§ **EXCERPTED PASSAGE**
#####
[Skip to content]

MRC Prion Unit
From fundamental research to prevention and cure


The Human Genome Project, which set out to identify all human genes and was completed in 2003, generated a vast amount of data of different types such as sequence, protein structure information or information stored in the literature. Additionally, new techniques were developed to examine the emerging data. Examples are microarray experiments (where thousands of miniscule spots of DNA are made visible according to their abundance at a certainsnapshot in the cell) and genome wide association studies (examination of genetic variation across an entire genome).

This increasing scale of information available via the internet or databases requires the use of computational methods for extraction, storage, visualisation and analysis of these data.

Therefore, Bioinformatics is a relatively new, rapidly developing and interdisciplinary branch of science, which merges molecular biology, computer science, information technology and statistics into one discipline. Bioinformatics research includes the development of new algorithms (a sequence of instructions to the computer for automatic analysis and data processing) and statistical methods necessary to assess and investigate relationships among elements of large data sets and to study and interpret various types of data.

Here in the Prion Unit these kinds of experiments are evaluated using packages from Bioconductor packages, an open source software project for the analysis and comprehension of genomic data based on the statistical R programming language. The result of microarrays, for example, are lists of genes, which can be annotated in terms of function (Gene Ontology) and interaction in the cell (KEGG) to make conclusions about how they work together in the cell.

Usually it is not possible to pinpoint exactly which genes and proteins are of biological importance (which genes are involved in prion disease) if these gene lists are long, contain differently regulated genes of disparate function and are not visibly prominent in the data set. The decision, which  proteins warrant further experimental analysis, can be aided by combining all the primary data and the introduction of additional evidence. This could include, information about protein-protein interaction, functional similarity or co-citation in the literature. A combination of data (data integration) can mutually strengthen the significance of genes through multiple appearance in data sets.

A computer program developed here in the Unit, with a graphical user interface, allows the storage of data (in the Postgresql database management system), analysis and integration of prion specific data sets. Links between proteins are imaged using CytoscapeThis is an open source Java program able to build molecular and genetic interaction maps, to visualise high throughput data and to evaluate it using a graph theoretical approach.Therefore, identifying densely interconnected regions in a network, indicating regions of increased interest. An example of such a network between proteins is shown below:

Network between proteins

Additional approaches to integrate data have involved, a more declarative approach, through building  graphical probabilistic models such as Bayesian networks based on conditional probability (see this explanatory publication).

Bioinformatics service

In a secondary multi-faceted support role, my position in this Unit is that of a general adviser in terms of bioinformatic requirements. This demands interaction with the majority of groups/programmes in the Unit on a variety of levels. It ranges from bioinformatics support on a day-to-day basis and may involve bioinformatics related queries of any kind, extended databases searches, data manipulation/extraction or statistical queries, to major projects. Only the use of computational methods enables researchers to discover relevant information in the vast information pool; in either databases, on the internet or in other large data collections, and greatly facilitates and accelerates the process of analysis and information extraction. The requirement of the Unit has necessitated the generation of a number of  specific bioinformatics tools written in a variety of computer languages, the installation of bioinformatics software on a variety of operating system platforms and maintenance of the Bioinformatics server.  Additionally, a number of in-house databases are maintained and curated.
#####
§ **RECORDS SHOWN**

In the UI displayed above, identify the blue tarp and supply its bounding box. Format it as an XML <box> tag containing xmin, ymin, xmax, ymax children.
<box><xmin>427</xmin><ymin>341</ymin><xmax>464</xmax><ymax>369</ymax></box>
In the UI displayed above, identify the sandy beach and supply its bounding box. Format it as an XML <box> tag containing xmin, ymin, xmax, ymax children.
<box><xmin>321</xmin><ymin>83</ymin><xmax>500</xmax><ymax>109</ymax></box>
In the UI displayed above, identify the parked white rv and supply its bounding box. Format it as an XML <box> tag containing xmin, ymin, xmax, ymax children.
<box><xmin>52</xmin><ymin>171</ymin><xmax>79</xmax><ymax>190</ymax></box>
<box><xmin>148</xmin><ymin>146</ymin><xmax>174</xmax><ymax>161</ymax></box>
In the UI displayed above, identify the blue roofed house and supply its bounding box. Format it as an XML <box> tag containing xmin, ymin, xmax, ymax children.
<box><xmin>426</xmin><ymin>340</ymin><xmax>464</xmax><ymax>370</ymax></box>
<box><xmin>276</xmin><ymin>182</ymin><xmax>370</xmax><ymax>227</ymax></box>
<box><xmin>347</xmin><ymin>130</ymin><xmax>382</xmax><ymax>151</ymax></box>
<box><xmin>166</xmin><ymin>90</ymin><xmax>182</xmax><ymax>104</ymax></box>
#####
§ **INSTRUCTIONS TO FOLLOW**
In the page on bioinformatics at the MRC Prion Unit, which database management system does the program developed in the Unit use to store data?

§ **REPLY**
Postgresql.